## Exercise directions
Which lines of the entries below include "parked"? List them all.

## Dataset excerpts
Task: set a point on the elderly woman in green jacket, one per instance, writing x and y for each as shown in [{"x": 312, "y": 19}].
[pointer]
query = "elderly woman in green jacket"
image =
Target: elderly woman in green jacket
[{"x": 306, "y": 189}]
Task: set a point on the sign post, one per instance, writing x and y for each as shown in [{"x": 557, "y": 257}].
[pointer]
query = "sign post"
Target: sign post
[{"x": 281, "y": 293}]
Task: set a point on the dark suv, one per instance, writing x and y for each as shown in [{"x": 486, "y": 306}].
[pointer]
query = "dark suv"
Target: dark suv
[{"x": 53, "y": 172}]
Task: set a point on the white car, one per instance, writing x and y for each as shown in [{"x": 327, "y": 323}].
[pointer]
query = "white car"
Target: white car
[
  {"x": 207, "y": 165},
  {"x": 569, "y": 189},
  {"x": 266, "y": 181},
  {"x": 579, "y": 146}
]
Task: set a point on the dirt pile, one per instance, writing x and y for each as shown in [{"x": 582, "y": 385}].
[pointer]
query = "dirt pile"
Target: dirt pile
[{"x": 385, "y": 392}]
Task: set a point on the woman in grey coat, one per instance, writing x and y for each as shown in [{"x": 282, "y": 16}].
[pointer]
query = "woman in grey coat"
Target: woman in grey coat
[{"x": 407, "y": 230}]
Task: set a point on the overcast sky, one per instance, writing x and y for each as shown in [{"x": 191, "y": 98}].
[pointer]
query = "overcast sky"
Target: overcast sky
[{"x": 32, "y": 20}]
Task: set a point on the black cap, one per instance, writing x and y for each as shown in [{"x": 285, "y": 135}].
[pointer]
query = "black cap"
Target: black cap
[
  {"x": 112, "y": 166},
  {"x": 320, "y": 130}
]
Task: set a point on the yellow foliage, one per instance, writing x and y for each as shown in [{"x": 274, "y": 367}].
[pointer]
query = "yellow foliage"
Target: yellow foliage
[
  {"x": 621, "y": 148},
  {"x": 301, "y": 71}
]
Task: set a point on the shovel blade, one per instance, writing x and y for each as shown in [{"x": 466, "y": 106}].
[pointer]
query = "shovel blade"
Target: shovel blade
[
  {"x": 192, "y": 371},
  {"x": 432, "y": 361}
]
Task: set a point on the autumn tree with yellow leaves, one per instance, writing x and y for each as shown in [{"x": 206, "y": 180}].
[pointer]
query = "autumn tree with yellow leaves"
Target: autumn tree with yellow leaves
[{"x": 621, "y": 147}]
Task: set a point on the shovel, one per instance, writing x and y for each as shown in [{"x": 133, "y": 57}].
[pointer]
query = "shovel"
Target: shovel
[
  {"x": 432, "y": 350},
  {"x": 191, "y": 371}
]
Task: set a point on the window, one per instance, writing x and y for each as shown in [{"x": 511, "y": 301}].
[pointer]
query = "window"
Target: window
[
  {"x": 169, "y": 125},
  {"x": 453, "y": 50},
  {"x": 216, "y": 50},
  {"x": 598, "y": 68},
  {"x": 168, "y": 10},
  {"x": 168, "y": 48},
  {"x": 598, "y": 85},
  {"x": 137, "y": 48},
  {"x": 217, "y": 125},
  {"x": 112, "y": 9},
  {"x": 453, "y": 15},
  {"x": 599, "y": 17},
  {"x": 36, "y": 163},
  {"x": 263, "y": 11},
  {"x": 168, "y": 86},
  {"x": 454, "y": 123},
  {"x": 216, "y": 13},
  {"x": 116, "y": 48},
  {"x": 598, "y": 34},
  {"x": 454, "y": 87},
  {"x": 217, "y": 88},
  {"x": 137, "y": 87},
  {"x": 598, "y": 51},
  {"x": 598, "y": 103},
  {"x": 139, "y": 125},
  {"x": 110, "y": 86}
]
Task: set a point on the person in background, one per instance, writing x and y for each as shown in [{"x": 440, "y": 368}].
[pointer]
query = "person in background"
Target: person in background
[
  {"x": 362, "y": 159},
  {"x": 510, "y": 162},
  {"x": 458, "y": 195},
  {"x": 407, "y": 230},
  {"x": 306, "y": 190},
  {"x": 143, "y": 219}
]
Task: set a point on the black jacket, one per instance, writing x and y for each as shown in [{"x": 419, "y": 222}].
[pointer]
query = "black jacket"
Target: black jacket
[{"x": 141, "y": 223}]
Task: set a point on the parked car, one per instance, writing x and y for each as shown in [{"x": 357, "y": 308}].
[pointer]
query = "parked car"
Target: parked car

## Exercise result
Task: set a point on the parked car, one per instance, writing x and y for each as shown in [{"x": 357, "y": 308}].
query = "parked car"
Target: parked car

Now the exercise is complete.